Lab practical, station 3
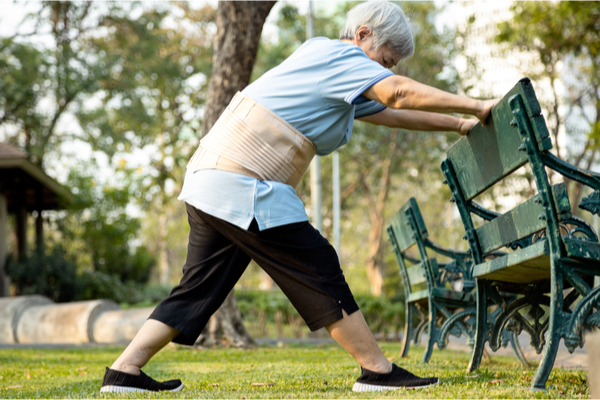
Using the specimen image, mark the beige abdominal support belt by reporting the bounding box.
[187,92,316,188]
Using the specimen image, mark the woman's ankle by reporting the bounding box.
[110,361,140,375]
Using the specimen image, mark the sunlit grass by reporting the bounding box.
[0,342,589,399]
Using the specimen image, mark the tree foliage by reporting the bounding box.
[497,1,600,213]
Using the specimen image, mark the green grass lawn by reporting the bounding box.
[0,343,589,399]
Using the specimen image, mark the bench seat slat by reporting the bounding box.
[473,239,550,283]
[407,289,429,303]
[475,183,571,253]
[408,287,475,306]
[431,287,475,306]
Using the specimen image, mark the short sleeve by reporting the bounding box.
[319,44,394,105]
[354,95,387,119]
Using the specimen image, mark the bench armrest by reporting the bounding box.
[542,152,600,190]
[469,201,501,221]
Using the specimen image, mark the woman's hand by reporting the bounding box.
[476,99,501,126]
[458,118,479,136]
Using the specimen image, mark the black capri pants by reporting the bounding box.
[149,203,358,345]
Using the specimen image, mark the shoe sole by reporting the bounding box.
[100,383,183,393]
[352,379,440,392]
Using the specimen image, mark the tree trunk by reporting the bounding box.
[362,130,398,296]
[199,1,275,347]
[158,211,171,286]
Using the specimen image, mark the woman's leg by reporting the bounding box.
[110,319,180,375]
[325,310,392,373]
[105,205,250,375]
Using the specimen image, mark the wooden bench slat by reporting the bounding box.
[473,239,550,283]
[406,262,427,286]
[390,212,417,252]
[431,287,475,306]
[447,81,552,200]
[475,183,571,253]
[407,289,429,303]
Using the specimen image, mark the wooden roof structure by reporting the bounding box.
[0,143,72,213]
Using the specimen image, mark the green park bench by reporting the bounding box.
[442,78,600,389]
[387,198,527,365]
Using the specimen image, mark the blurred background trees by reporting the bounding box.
[0,1,600,340]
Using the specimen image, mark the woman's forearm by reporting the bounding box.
[363,75,484,116]
[360,108,477,135]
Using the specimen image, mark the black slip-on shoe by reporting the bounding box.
[100,367,183,393]
[352,364,440,392]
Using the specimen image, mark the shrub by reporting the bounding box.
[6,246,82,302]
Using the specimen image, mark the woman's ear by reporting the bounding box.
[354,26,373,45]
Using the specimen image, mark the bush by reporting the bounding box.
[6,246,170,304]
[6,247,82,302]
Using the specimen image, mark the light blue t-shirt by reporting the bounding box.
[179,38,393,230]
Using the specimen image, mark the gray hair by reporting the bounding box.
[340,1,415,58]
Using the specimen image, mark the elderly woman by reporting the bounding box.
[101,2,495,392]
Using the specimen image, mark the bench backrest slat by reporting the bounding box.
[406,262,427,286]
[390,197,428,252]
[475,183,571,253]
[447,79,552,201]
[388,198,438,295]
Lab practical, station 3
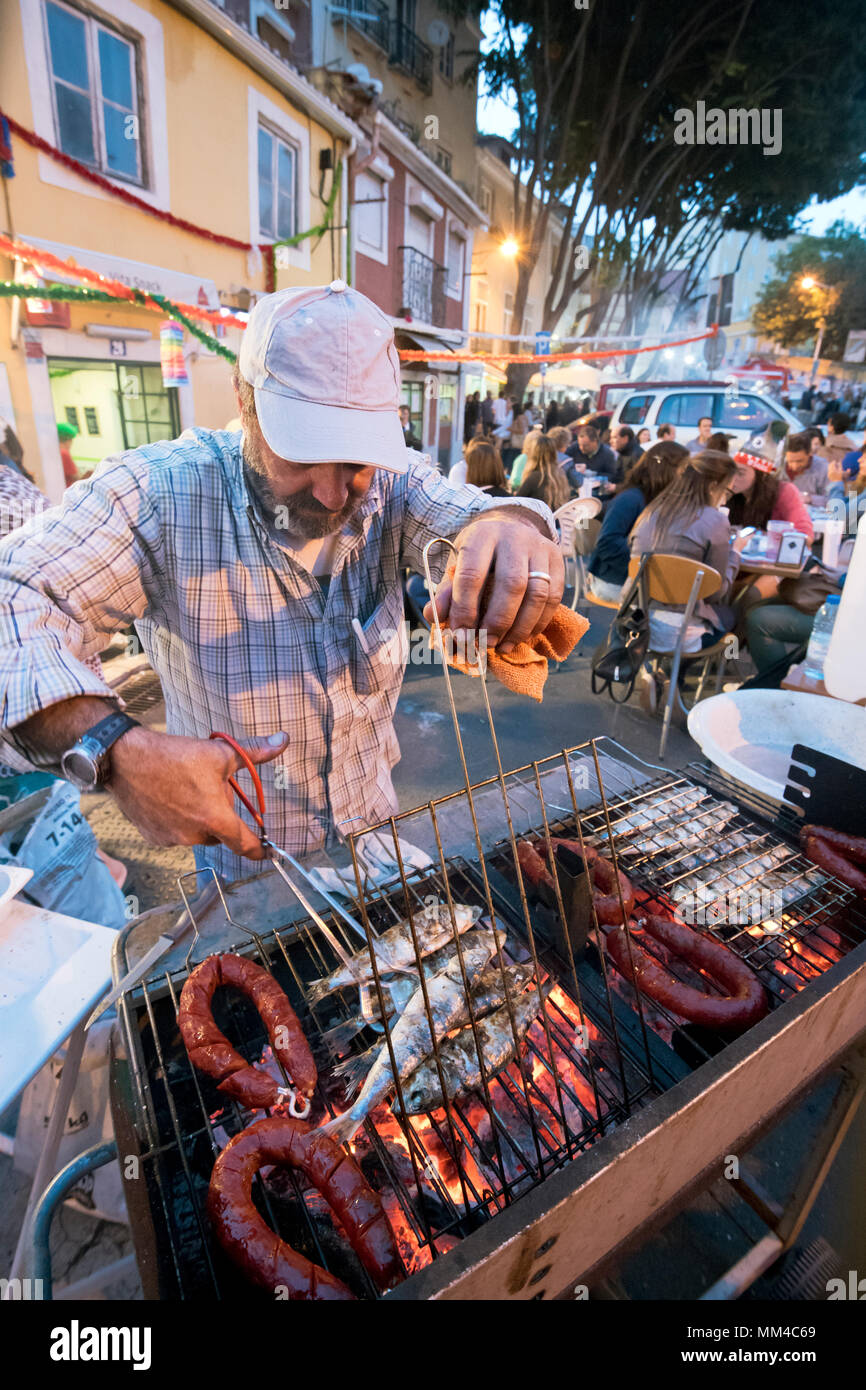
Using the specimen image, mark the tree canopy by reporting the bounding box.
[448,0,866,358]
[752,222,866,361]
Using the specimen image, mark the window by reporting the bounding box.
[706,274,734,328]
[719,396,783,431]
[620,396,652,425]
[259,125,297,242]
[439,33,455,82]
[446,228,466,299]
[352,170,388,260]
[117,364,178,449]
[656,391,716,430]
[44,0,142,183]
[400,381,424,439]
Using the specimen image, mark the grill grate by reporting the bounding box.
[121,741,866,1298]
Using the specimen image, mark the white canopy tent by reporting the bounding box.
[528,361,602,392]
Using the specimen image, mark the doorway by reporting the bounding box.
[47,357,181,477]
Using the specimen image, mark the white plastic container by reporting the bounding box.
[824,513,866,700]
[822,517,845,570]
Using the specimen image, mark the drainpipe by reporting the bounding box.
[352,106,382,174]
[339,135,357,285]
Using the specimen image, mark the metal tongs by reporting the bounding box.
[210,733,417,1027]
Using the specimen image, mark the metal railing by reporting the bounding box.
[388,19,432,92]
[398,246,445,324]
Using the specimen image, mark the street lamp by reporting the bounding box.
[799,275,831,386]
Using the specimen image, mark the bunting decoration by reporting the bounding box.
[160,318,189,386]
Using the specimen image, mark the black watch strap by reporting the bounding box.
[82,709,140,784]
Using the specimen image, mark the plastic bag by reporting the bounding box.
[14,1015,126,1222]
[0,780,126,930]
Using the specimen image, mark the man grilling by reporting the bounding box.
[0,281,563,878]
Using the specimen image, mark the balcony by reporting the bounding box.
[398,246,445,327]
[331,0,389,53]
[388,19,432,92]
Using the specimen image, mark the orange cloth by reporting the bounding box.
[430,603,589,702]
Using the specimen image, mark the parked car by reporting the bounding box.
[599,381,802,448]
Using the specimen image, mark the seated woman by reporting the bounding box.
[587,439,688,602]
[548,425,571,470]
[517,434,571,512]
[631,449,745,646]
[728,436,815,616]
[466,439,512,498]
[728,445,815,542]
[512,430,544,492]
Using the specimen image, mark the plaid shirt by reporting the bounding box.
[0,430,553,878]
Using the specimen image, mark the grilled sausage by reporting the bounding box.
[799,826,866,865]
[207,1116,403,1300]
[178,955,316,1109]
[606,916,767,1033]
[801,827,866,898]
[517,837,634,926]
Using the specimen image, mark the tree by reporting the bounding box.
[752,222,866,361]
[449,0,866,397]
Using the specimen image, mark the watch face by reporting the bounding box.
[61,748,96,788]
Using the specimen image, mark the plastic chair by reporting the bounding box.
[628,555,731,758]
[553,498,602,609]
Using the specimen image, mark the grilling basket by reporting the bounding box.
[97,536,866,1301]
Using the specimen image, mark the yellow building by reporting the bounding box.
[0,0,360,500]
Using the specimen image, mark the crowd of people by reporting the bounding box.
[449,391,866,692]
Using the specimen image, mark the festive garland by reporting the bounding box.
[0,232,246,328]
[400,324,719,364]
[261,163,343,295]
[0,279,238,361]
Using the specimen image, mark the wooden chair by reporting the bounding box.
[628,555,731,758]
[553,498,602,609]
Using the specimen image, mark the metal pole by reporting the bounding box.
[809,314,827,386]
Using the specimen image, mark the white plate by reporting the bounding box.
[688,691,866,801]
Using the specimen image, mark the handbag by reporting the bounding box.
[778,556,842,613]
[591,555,649,705]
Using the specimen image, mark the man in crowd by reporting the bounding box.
[0,279,563,878]
[784,434,827,503]
[685,416,713,453]
[463,391,481,443]
[610,425,644,471]
[400,406,421,449]
[566,425,623,488]
[819,410,856,463]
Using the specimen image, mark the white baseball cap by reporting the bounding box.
[238,279,409,473]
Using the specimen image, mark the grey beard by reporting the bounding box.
[243,435,360,541]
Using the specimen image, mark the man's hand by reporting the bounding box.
[106,728,288,859]
[424,507,564,652]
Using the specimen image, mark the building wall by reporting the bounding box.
[0,0,345,496]
[314,0,481,192]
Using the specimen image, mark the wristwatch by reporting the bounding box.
[60,709,142,791]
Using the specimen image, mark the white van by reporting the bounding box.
[598,381,803,448]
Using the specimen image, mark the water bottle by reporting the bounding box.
[805,594,840,681]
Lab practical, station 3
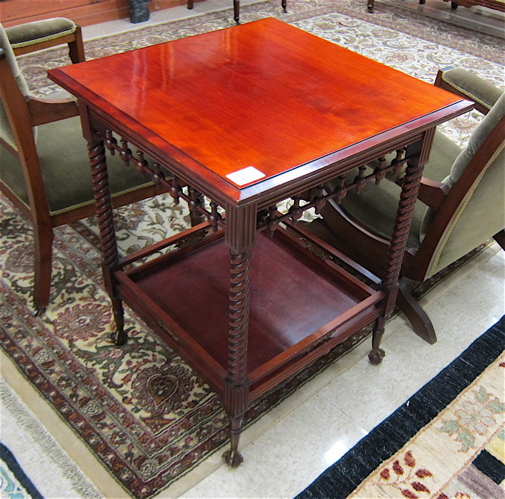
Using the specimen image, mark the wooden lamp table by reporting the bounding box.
[49,18,472,466]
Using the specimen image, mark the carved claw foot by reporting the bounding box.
[368,348,386,366]
[33,307,46,317]
[223,449,244,468]
[112,331,128,347]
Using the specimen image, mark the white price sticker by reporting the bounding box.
[226,166,265,185]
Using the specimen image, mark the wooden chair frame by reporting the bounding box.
[314,71,505,343]
[0,29,160,311]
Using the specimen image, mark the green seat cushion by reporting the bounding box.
[0,117,158,214]
[327,132,461,248]
[442,68,503,109]
[5,17,76,48]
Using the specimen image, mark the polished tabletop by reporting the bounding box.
[49,18,468,201]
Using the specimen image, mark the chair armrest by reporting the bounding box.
[418,177,450,210]
[5,17,86,63]
[28,97,79,126]
[435,68,503,114]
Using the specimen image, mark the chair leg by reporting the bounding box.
[33,227,54,313]
[493,229,505,251]
[396,279,437,345]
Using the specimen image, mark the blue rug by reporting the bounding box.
[0,443,43,499]
[296,316,505,499]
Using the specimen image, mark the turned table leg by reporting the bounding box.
[368,134,434,364]
[88,140,126,345]
[223,205,257,467]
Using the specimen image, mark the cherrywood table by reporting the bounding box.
[49,19,472,466]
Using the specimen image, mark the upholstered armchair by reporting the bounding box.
[5,17,86,63]
[0,20,160,309]
[310,69,505,343]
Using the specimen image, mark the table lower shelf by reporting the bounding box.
[116,230,382,397]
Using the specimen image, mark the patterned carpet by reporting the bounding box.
[297,317,505,499]
[0,0,503,498]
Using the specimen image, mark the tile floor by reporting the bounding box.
[0,0,505,499]
[0,244,505,499]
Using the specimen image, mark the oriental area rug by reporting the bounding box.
[296,317,505,499]
[0,0,504,499]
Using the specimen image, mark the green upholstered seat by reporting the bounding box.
[5,17,77,49]
[320,69,505,277]
[0,19,162,309]
[309,69,505,343]
[0,117,156,215]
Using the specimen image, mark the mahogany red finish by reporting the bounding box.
[49,19,472,466]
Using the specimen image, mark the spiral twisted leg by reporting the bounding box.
[223,251,251,467]
[368,162,423,364]
[88,141,126,345]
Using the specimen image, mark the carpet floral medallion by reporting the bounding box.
[0,0,503,499]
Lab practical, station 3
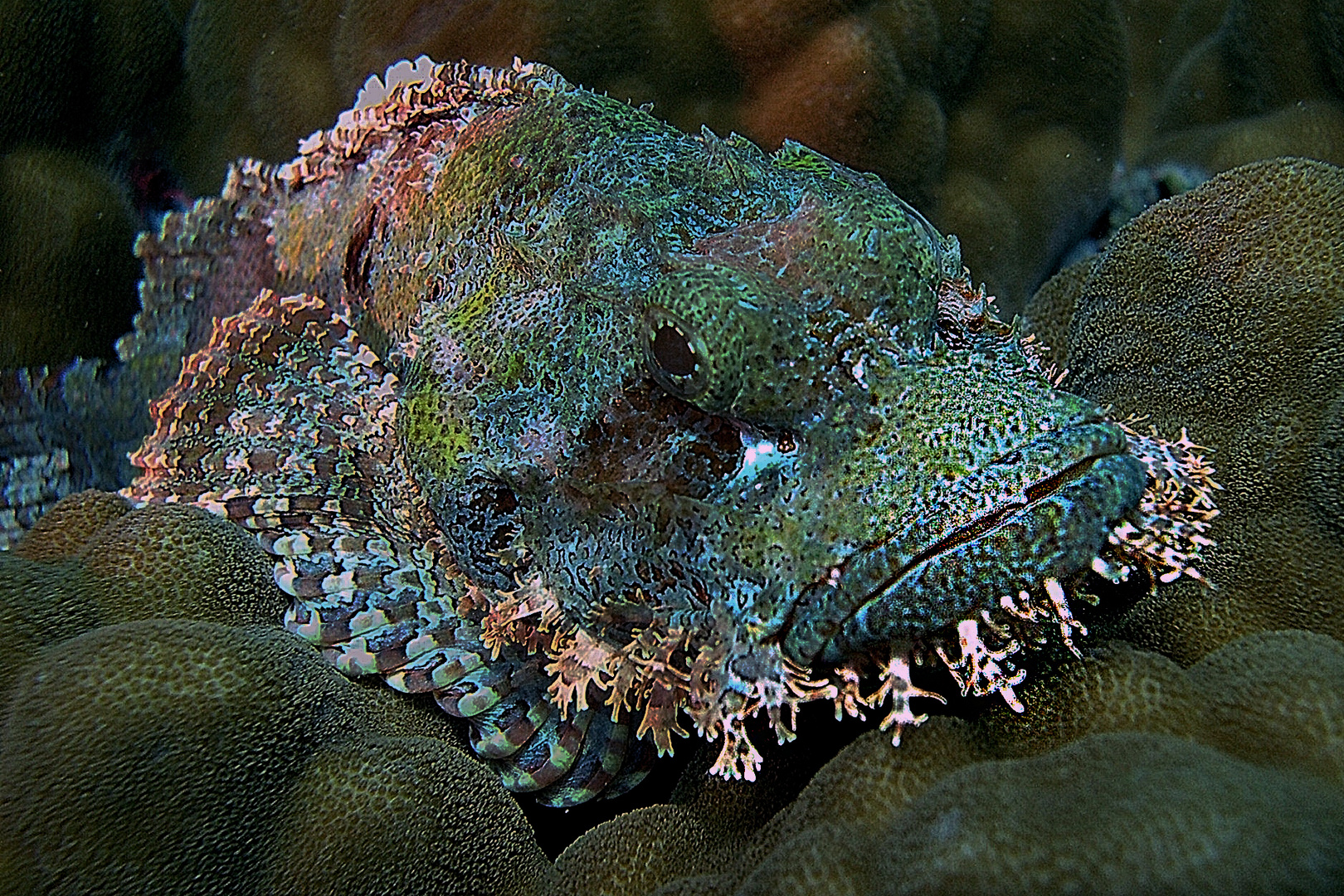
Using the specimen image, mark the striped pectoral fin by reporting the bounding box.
[496,709,596,794]
[536,712,631,809]
[470,679,555,759]
[602,738,659,799]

*-*-*

**WHAT YOU NEED TO DO:** Rescale the bounding box coordinates in the listing, starting with the line that contains "Using the specimen image, mark the drainpipe" and going on through the line that contains "[430,603,589,702]". Write out every line in that span again, including the labeling requests, with each coordinate multiplied by 1.65 and rounded to a whole number (halves round up).

**WRITTEN ANSWER:**
Using the specimen image, mark the drainpipe by reporting the bounding box.
[581,175,630,287]
[559,223,589,470]
Using the specimen image, mark the metal tongs by reporting the bounding box.
[347,1209,688,1695]
Using the specimen image, mark the metal railing by reporting the bounding box.
[640,31,713,152]
[657,406,734,535]
Using the specimen image, mark the street lamp by reporting the bounding box.
[1318,454,1371,637]
Using the specimen image, mark the bunting decoration by reporting the bounding box.
[264,525,312,637]
Using the specimen image, mark the black watch strap by reporting the bounding box.
[135,1170,231,1294]
Using the specimen image, mark the plastic bag by reporting the bounding box.
[23,1675,208,2016]
[0,1287,208,1535]
Using the specimen image, mark the man grilling by reporting the bounding box.
[0,464,929,1449]
Using the specimen image, mark the balcony by reporting the bounding box.
[657,406,734,540]
[546,0,642,87]
[640,31,713,152]
Using the specimen image, mark the orange cloth by reporting the bounding box.
[710,995,972,1158]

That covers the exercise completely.